* [EXCERPTED PASSAGE]
Just about two months into my 1500-mile walk across Finland (research for my book “Notes for the Aurora Society” )I came to a crossroads. No, not a literal fork in the road but rather a forced choice-point in life where the cognitive dissonance in my soul demanded a solution.
I had come to a research station deep in the boreal forest where a boisterous woman with a loose eye and jarring laugh was heading up a government-funded wetland restoration project. Ecological restoration is my passion. The “job” I had given myself on my walk however was one of impassioned observer only- not that of a participant. However, there I was, not wanting to walk on but instead stay and help this woman restore these wetlands. I did walk on of course and over the coming days found a resolution to a question that plagued me most of my adult life – participant or observer?
And so, for me the most profound point of Glenn Alan Cheney’s “Journey on the Estrada Real – Encounters in the Mountains of Brazil” doesn’t come until page 167 when, falling away from a community party in the town of Serro, Cheney observes of himself:
“I’m over here, everyone else is over there…for the last 30 years or so, I’ve been sitting off to the side…essentially talking to myself by outing thoughts on paper…I will always be on the outside, looking in, observing, writing about it, a sad detachment that began in youth and evolved into a profession.”
Cheney is a kindred spirit.
But I think I struggle more than he might.
Brazil’s Estrada Real – Royal Road – climbs from the port of Praia dos Mineiros on the Atlantic, over the Serro do Mar, to Diamantina, a place “where creeks were exposing diamonds to daylight.” The Portuguese Crown ordered the road (the oldest European road in the western hemisphere) built in 1697 to control trade with the interior. Much as colonial British laws did in North America, the Portuguese action was intended to keep Brazil from developing its own industrial capacity by making the interior dependent on European imports. The Americas existed for one reason – to make Europe rich.
This lovely little book is an eye-opener to a place and a trail and a people I had no idea existed. The world of the Estrada Real is a fascinating one. As Brazil pushes its way in to the 21st Century and finds itself not only a regional powerhouse but a growing player on the world stage, this cradle of Brazilian culture – strung out along a highway built well before Benjamin Franklin was born – finds itself under great pressure to change – and to stay the same. And so, Cheney set out by foot about halfway up the approximately 400 mile road in the town of Mariana. He proceeded 200 miles on foot to Diamantina to document how these global forces are both effecting and being dealt with by the people and communities who live on the road. How is this part of the world handling the age of the internet, GMOs, corporate domination, global warming and extractive industry (although the extraction is nothing new – Cheney visited some of the dark precious metal mines worked by slaves whose lives valued little). Given that these stark global forces are questions many of us struggle with these days, it’s fascinating to grasp how these rural Brazilians deal and how we might deal if we were in their place – and given the current economic situation, many more of us are in this situation than were when Cheney made the trip just a few short years ago.
Cheney is uniquely suited to both make this journey and write this book. Married to a Brazilian and capable in Portuguese, Cheney had at one time spent several years banana farming in these same mountains of Brazil. That background opens new doors on his ability to translate this culture for those of us who have never been to Brazil or seek to know more about the place.

Shape boundary entries
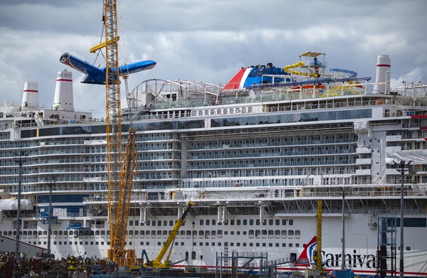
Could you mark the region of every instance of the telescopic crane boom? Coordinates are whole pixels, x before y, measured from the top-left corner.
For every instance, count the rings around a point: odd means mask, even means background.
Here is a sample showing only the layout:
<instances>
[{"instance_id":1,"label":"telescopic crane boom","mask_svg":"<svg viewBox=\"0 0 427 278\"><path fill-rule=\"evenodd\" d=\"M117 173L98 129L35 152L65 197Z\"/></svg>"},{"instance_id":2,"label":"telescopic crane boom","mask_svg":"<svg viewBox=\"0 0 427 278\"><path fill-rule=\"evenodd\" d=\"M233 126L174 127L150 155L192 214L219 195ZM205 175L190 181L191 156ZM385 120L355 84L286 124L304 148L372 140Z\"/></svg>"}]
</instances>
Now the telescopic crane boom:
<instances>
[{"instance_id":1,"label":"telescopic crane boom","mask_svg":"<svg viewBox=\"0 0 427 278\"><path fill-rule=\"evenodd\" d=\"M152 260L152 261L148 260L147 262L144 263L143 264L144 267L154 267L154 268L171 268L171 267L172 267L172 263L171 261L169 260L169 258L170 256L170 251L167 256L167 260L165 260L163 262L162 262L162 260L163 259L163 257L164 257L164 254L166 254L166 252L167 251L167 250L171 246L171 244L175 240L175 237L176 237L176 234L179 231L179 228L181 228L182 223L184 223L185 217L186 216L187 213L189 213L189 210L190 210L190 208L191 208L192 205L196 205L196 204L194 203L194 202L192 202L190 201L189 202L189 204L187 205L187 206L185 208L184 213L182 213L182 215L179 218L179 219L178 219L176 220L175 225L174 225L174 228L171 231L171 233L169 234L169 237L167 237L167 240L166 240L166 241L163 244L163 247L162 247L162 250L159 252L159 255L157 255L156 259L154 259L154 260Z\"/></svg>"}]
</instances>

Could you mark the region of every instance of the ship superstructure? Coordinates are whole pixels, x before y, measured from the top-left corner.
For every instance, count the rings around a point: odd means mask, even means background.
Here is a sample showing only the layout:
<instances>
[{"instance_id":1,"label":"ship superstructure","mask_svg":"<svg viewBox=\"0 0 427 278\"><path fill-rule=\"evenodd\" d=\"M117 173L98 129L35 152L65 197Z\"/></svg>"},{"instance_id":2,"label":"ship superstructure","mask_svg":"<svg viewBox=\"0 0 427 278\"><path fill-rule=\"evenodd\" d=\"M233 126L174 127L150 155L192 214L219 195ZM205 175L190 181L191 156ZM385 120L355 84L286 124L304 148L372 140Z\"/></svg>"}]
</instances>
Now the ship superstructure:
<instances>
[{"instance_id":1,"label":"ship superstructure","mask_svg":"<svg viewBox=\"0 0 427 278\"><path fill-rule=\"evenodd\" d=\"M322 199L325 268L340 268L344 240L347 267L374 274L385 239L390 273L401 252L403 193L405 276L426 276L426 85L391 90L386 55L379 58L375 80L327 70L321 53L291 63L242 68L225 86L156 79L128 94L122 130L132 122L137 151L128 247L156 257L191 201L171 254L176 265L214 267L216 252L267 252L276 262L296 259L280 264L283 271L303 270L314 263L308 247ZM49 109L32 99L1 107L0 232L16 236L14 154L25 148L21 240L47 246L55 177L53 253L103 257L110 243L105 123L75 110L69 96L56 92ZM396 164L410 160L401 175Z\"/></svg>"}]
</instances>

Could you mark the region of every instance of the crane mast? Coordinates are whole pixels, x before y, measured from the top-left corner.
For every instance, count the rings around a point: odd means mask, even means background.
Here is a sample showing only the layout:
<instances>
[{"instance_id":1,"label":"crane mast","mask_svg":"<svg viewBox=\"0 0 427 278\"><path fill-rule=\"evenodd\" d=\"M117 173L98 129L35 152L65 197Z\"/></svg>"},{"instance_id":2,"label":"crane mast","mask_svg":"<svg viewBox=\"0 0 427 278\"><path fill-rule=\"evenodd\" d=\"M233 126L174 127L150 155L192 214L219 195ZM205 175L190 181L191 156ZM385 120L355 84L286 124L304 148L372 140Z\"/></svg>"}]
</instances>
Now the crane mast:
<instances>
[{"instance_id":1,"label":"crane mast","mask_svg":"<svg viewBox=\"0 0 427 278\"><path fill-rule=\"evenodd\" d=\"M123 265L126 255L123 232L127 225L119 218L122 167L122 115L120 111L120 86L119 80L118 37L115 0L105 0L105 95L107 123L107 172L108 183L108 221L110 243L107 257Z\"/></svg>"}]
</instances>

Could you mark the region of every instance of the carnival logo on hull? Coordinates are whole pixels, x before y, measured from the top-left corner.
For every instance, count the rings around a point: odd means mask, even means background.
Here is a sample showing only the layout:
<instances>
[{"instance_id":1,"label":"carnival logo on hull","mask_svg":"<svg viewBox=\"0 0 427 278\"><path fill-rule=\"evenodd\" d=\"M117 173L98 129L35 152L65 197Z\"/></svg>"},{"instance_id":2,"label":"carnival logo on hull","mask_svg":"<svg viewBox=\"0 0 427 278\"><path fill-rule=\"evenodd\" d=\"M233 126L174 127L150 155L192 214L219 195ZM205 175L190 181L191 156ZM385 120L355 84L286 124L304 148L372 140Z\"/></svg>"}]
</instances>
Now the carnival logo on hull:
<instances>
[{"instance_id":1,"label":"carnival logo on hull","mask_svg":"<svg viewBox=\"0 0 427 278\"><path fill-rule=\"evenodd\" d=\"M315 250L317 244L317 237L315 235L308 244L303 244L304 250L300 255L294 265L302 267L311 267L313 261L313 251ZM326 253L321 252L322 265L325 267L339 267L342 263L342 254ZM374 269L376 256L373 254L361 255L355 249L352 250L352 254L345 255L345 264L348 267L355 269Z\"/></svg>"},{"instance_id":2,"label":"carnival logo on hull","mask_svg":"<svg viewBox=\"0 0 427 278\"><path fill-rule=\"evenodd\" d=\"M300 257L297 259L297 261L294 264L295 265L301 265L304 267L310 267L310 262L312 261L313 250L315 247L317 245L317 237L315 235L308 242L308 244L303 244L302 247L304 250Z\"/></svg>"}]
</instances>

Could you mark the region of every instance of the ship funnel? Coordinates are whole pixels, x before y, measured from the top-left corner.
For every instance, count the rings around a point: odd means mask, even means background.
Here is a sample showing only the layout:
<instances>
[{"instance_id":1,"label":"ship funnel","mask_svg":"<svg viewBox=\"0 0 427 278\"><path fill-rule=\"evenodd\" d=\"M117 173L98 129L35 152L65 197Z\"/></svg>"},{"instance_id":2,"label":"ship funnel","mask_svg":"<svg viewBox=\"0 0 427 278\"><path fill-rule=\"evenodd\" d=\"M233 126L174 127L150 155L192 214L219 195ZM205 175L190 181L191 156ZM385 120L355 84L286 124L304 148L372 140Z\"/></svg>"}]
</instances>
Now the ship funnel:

* [EXERCISE] In the review above, why is Cheney described as uniquely suited to make the journey and write the book?

* [FULL RESPONSE] He is married to a Brazilian, speaks Portuguese, and once spent several years banana farming in those same mountains of Brazil. That background lets him translate the culture for readers who have never been to Brazil or who want to know more about it.